▶ _EXERCISE DETAILS_
Please repeat every entry exactly as written, but skip the pictures.

-- PROVIDED ENTRIES follows --

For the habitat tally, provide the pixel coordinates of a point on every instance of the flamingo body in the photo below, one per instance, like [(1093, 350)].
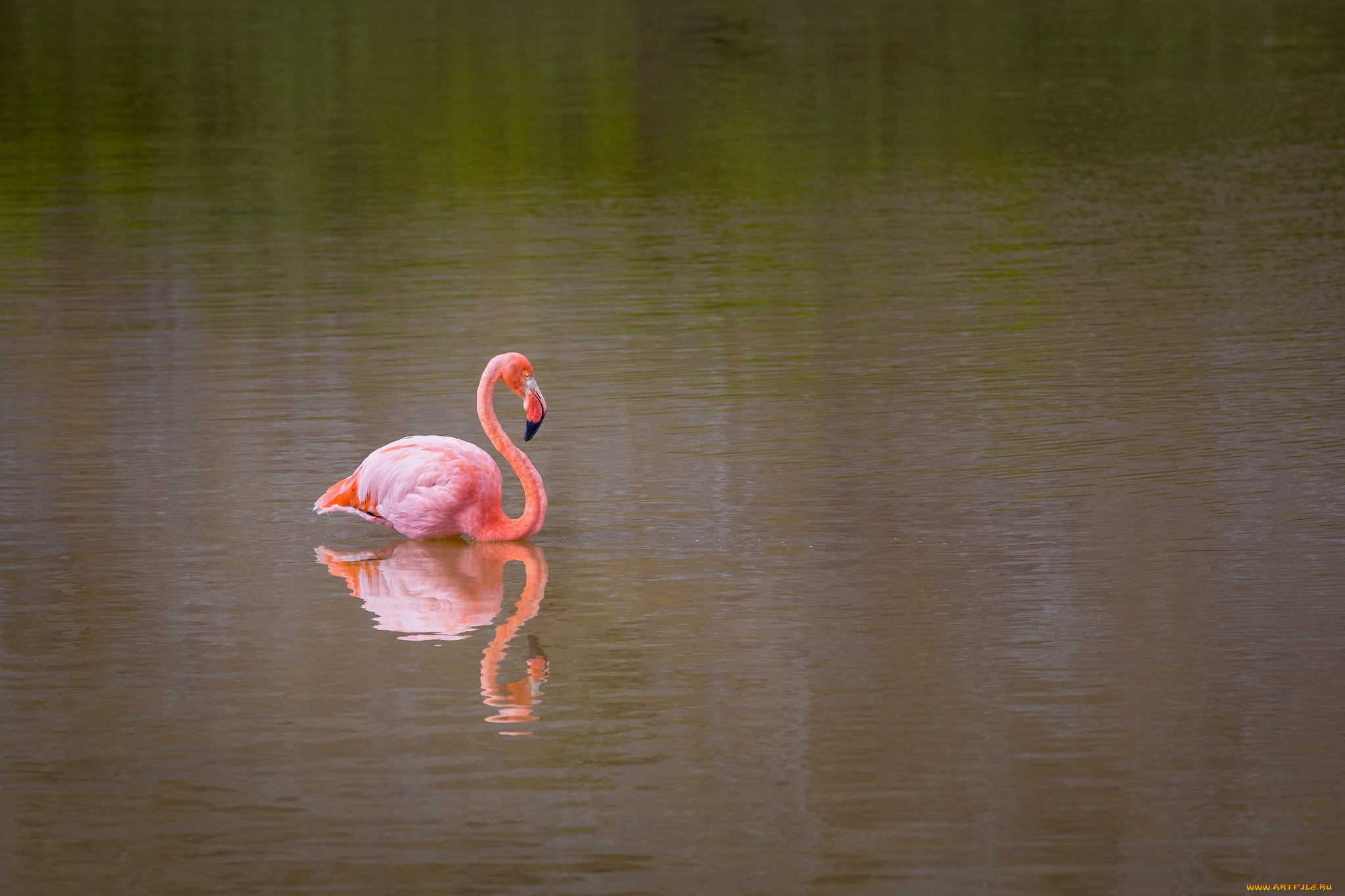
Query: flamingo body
[(436, 486)]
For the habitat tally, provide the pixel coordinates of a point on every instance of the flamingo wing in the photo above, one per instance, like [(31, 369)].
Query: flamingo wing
[(426, 486)]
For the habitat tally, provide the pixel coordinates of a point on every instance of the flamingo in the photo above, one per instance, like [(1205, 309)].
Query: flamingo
[(436, 486)]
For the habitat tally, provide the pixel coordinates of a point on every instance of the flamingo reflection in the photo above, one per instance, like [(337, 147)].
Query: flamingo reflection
[(443, 591)]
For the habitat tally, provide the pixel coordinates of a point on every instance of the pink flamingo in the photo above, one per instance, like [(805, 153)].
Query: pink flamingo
[(435, 486)]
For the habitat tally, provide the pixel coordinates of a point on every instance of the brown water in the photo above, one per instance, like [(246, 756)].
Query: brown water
[(944, 446)]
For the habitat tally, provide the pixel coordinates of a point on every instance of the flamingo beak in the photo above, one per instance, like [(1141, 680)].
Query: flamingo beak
[(535, 406)]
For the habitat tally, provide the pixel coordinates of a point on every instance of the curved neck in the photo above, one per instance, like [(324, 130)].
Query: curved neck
[(535, 496)]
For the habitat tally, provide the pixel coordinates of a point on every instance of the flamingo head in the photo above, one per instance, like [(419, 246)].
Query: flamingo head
[(518, 375)]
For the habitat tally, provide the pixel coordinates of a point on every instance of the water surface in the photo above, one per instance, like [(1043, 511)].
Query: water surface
[(944, 446)]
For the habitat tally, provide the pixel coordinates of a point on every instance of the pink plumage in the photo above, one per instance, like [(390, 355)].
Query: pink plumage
[(436, 486)]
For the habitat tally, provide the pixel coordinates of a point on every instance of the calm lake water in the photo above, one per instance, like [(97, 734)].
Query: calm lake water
[(946, 446)]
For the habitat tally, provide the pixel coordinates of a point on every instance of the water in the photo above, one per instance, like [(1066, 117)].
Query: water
[(944, 446)]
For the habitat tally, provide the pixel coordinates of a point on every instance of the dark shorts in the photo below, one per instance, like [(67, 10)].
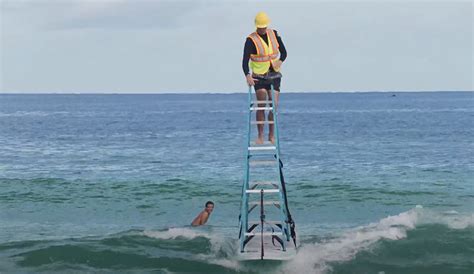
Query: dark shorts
[(265, 81)]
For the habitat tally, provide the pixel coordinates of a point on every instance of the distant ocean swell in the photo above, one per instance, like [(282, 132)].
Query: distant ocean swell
[(415, 241)]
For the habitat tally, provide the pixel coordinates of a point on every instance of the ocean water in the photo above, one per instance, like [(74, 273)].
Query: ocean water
[(377, 182)]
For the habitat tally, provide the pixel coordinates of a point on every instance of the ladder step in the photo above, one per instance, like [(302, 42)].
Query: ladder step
[(267, 222), (265, 143), (261, 108), (261, 102), (264, 190), (262, 162), (254, 185), (264, 233), (265, 203), (262, 148), (261, 122), (265, 183)]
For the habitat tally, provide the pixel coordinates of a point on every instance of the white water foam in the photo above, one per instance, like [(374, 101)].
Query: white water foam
[(317, 257), (314, 258)]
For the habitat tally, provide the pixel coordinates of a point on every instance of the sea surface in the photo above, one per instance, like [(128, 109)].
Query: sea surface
[(377, 182)]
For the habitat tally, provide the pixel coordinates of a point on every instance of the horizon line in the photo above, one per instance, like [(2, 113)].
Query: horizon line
[(223, 93)]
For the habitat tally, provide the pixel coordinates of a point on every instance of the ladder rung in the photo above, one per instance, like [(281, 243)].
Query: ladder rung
[(261, 108), (265, 203), (254, 185), (266, 222), (261, 122), (262, 148), (264, 190), (261, 102), (265, 183), (265, 143), (264, 233), (262, 162)]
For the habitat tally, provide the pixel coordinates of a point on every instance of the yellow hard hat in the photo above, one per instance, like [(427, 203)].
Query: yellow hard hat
[(262, 20)]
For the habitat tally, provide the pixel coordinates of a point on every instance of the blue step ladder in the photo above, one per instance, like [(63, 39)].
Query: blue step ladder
[(264, 233)]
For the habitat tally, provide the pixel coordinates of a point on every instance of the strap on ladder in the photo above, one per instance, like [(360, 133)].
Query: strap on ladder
[(290, 219), (262, 219)]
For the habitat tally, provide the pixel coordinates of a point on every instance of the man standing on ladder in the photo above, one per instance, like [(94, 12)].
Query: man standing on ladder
[(266, 52)]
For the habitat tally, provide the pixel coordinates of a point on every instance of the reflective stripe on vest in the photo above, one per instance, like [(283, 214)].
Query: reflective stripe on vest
[(265, 53)]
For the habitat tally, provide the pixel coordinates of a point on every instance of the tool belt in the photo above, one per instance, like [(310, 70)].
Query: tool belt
[(267, 78)]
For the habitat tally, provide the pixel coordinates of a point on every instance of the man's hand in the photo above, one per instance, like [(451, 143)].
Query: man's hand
[(277, 64), (250, 80)]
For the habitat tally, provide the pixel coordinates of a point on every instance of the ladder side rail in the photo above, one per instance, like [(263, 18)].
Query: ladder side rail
[(244, 200), (283, 209)]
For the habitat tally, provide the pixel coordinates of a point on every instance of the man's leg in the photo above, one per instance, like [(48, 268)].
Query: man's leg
[(261, 96), (271, 136)]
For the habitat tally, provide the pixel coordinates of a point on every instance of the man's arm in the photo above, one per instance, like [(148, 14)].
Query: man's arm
[(249, 48), (283, 53)]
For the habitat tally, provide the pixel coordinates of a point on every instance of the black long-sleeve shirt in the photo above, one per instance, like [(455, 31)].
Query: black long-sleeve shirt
[(251, 49)]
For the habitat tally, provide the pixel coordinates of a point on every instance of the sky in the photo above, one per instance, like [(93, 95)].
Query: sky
[(145, 46)]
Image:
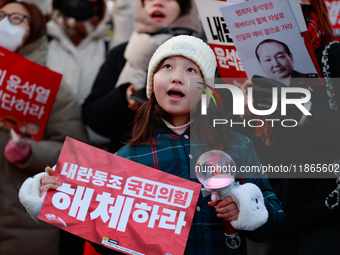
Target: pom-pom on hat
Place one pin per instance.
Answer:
(187, 46)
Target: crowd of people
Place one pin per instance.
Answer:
(157, 58)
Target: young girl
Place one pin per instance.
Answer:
(23, 30)
(161, 139)
(109, 109)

-- PROVIDED ENTRIES concluded --

▶ _COMPLETED EXERCISE_
For the habitat tally, provide the pixel coordinates of a point on every instance of the flamingo body in the photo below, one per instance, like [(1093, 350)].
Query: flamingo body
[(436, 486)]
For the habitat tally, provide the pixel coordinates of a point on every instance of the flamingo wing in the photo above, one per instance, like [(31, 369)].
Query: flamingo wing
[(426, 486)]
For the habitat tally, provide the pixel coordinates of a point on every instance of the flamingo in the photo above, one per instance, like [(1205, 309)].
Query: flamingo
[(436, 486)]
For the habitat tally, provide the pixel coordinates of a point on every instance of the flamingo reflection in the photo above, one per instance, like [(337, 147)].
Query: flamingo reflection
[(443, 591)]
For the habitat tally, provide the pixel coordinates of a point on every instance of the pink flamingo in the photo above, one per instance, like [(805, 153)].
Query: pink flamingo
[(435, 486)]
For the habitat tally, provide the pixel coordinates of a point on every instance of the brown water in the photo above, one per instance, like [(246, 756)].
Query: brown water
[(944, 446)]
For the habitat tally, provide the pixel coordinates of a point on every instance of the flamingo beak in the photo above, one per instance, like [(1141, 680)].
Query: flamingo beak
[(535, 406)]
For the habitat tally, provide the pixel coordinates of a point on every instance of the curved neck in the photo above, one per instance, like [(324, 130)].
Query: curved neck
[(535, 496)]
For the habitat tally, provide the pixel coordinates of a point on every instance of the flamingo head in the photo above, one per instance, like [(419, 246)].
Query: flamingo head
[(518, 375)]
For the habitat tally, provide the pixel coordinates of a point on every instance of the water surface in the photo above, one per instance, like [(1043, 511)].
Query: water surface
[(944, 446)]
For the habitat tally, provide the pixel coordinates of a point on every instance of the pink plumage in the photo above, one per instance, like [(390, 355)].
Query: pink plumage
[(436, 486)]
For the habitat tally, provide the pixel coordinates of a point on every instance of the calm lake water in the photo above, one per instance, like [(97, 734)].
Query: calm lake water
[(946, 446)]
For the habitat tally, provide the pixel coordinates of a point on every instance of the water in the photo above, one per instance, like [(1066, 117)].
Query: water
[(944, 446)]
For the habitat tally, provide the pixel coordinates of a point on every instance of the dark shorts in the photo below, one per instance, like [(67, 10)].
Query: dark shorts
[(265, 81)]
For the habitat tally, provide the pixel coordinates of a point on every instance of the distant ocean swell in the photo above, one per instance, like [(282, 132)].
Query: distant ocean swell
[(415, 241)]
For the habitat tally, provide the pixel coordinates of a point on every instance of the ocean water in the photo above, one per instance, like [(74, 273)].
Query: ocean water
[(377, 182)]
For the habitat tally, provide the pixel coordinates of a point on every instance of the ladder step in the photo above, one per instance, like [(302, 42)].
Query: ladder step
[(267, 222), (265, 143), (261, 108), (261, 102), (264, 190), (262, 162), (254, 185), (264, 233), (265, 203), (262, 148), (261, 122), (265, 183)]
For the habitat tally, provide the pixel coordinates of a point on every instance of the white water foam in the photo above, one per instance, like [(374, 101)].
Query: white water foam
[(317, 257), (314, 258)]
For the habitat tally, provide the pixel coordinates of a point on every instance of the sea surface in the photo above, one per instance, like [(128, 109)].
Query: sea surface
[(377, 182)]
For the habitat tally, provide the pixel coordinates of a point on every instance of the horizon line in the photo above, one per instance, like [(2, 113)].
Query: horizon line
[(223, 93)]
For the habitat tally, provide the pixel coordinates of a point on every instance of the ladder rung in the photo above, one per instance, like [(281, 243)].
Query: ladder rung
[(261, 108), (265, 203), (254, 185), (266, 222), (261, 122), (262, 148), (264, 190), (261, 102), (265, 183), (265, 143), (264, 233), (262, 162)]
For the habitat tally, provide the pixel coordinates of a point on every instance of the yellow hard hat in the photo above, one per instance, like [(427, 203)].
Query: yellow hard hat
[(262, 20)]
For the habitat tally, provide the pixel coordinates of a point on every instance of the blue step ladder in the photo above, one per instance, like [(63, 39)].
Query: blue step ladder
[(264, 233)]
For the habitat tally, provide the pixel coordinates of a point on every instance of the strap on ladder in the photo above, one per instance, like [(360, 133)].
Query: strap on ladder
[(290, 219), (262, 219)]
For the habitat tally, provide the pixel coordinates of a point on every instance of the man standing on ladder in the photo above, one per instance, like [(94, 12)].
Query: man standing on ladder
[(266, 52)]
For the habitat tally, provide the pixel coordinates of a point on every instance of the reflective stripe on vest in the photo above, one per instance, like [(283, 214)].
Query: reflective stripe on vest
[(265, 53)]
For the habitat tally, provide the pixel coordinates of a point on every instance of the tool belt in the photo above, one per instance, like [(310, 70)].
Query: tool belt
[(267, 78)]
For the habitat tally, provide the pixel coordinates of a point on every instance of the man's hand in the photo above, one per instance, like [(451, 143)].
Query: man's hand
[(277, 64), (250, 80)]
For the habitat tally, provide the pixel coordinates of a point on every instance of the ladder side rail in the photo above, one per instance, like [(263, 18)].
Query: ladder side rail
[(244, 200), (283, 209)]
For the habitat tally, provide the pixel coordinates of a point on every instance of the man's leg in the photo above, one per instance, like [(48, 268)].
Query: man's leg
[(261, 96), (271, 136)]
For the habitat tally, provide the pixel coordinates of a point on every instance of the man's arm in the photo above, one per instance, like [(148, 14)].
Query: man's arm
[(249, 48), (283, 53)]
For the habitat tally, provide the pixel coordinates of a point on every instance of the black long-sleeve shirt in the photo above, one per instance, like [(455, 31)].
Query: black long-sleeve shirt
[(251, 49)]
For the habitat tally, provide the pixel coordinates of a point on every instance of the sky in the photo above, one per instance, like [(93, 95)].
Query: sky
[(145, 46)]
Image:
Target: pom-pom on hat
Place one pin per instance.
Answer:
(187, 46)
Target: crowd of people
Place one pin per instance.
Answer:
(157, 58)
Target: young girl
Place one pin per instance.
Answer:
(23, 30)
(161, 139)
(109, 109)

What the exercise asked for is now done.